» **Assignment**: Copy the text on coffins, from the words "With the resurgence" up to and including the words "of some sort.".

Coffins are sometimes personalized to offer college insignia or different head panels to better reflect the deceased's life choices.
With the resurgence of cremation in the Western world, manufacturers have begun providing options for those who choose cremation. For a direct cremation a cardboard box is sometimes used. Those who wish to have a funeral visitation (sometimes called a viewing) or traditional funeral service will use a coffin of some sort.
Some choose to use a coffin made of wood or other materials like particle board. Others will rent a regular casket for the duration of the services. These caskets have a removable bed and liner which is replaced after each use. There are also rental caskets with an outer shell that looks like a traditional coffin and a cardboard box that fits inside the shell. At the end of the services the inner box is removed and the deceased is cremated inside this box.
In the United States, a number of companies like the Batesville Casket company, produce numbers of coffins. Some manufacturers do not sell directly to the public, and only work with licensed funeral homes. In that case, the funeral home usually sells the casket to a family for a deceased person as part of the funeral services offered, and in that case the price of the casket is included in the total bill for services rendered, which is often not completely itemized.

» **Data shown**:

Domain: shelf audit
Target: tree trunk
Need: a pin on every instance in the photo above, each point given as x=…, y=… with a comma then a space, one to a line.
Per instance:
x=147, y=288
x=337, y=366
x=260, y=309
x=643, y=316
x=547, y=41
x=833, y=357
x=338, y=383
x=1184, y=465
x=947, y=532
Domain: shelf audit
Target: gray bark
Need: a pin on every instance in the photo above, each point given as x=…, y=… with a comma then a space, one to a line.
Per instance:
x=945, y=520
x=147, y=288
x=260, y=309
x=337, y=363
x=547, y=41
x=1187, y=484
==
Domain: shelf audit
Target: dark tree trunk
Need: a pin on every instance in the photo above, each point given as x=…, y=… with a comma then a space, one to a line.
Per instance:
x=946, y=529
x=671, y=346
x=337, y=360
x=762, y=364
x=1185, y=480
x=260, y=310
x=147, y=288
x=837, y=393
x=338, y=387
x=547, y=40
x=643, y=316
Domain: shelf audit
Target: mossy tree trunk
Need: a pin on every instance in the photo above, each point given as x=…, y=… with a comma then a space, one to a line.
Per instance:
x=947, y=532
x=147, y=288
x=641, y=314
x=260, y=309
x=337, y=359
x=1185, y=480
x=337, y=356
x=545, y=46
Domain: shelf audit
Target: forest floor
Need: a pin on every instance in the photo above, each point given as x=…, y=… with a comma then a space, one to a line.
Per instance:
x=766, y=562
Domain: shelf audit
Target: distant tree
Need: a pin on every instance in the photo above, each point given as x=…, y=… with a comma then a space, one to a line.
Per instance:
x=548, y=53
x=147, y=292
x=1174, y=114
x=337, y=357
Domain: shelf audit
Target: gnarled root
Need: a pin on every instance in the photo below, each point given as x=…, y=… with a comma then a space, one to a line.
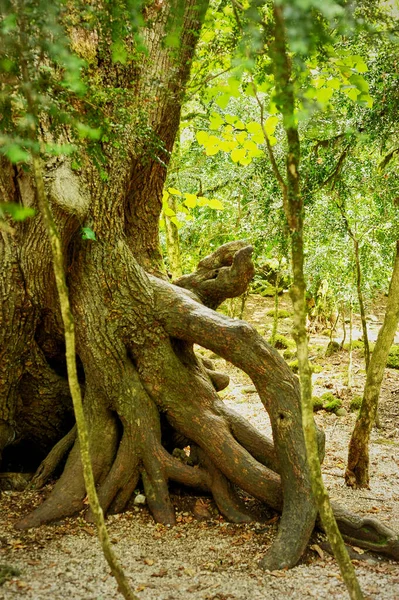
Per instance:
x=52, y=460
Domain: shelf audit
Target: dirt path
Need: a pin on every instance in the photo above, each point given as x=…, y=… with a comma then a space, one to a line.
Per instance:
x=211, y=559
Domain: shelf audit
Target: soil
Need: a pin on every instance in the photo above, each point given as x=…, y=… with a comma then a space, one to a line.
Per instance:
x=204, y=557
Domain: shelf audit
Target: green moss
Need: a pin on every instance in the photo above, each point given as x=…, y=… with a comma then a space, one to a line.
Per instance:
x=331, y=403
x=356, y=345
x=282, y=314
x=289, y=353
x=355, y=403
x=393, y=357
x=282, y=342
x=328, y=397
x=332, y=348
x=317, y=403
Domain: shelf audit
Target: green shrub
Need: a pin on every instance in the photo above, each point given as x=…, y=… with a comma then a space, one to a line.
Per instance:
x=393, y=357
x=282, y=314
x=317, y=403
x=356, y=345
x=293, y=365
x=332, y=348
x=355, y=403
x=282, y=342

» **Solution to this task**:
With the resurgence of cremation in the Western world, manufacturers have begun providing options for those who choose cremation. For a direct cremation a cardboard box is sometimes used. Those who wish to have a funeral visitation (sometimes called a viewing) or traditional funeral service will use a coffin of some sort.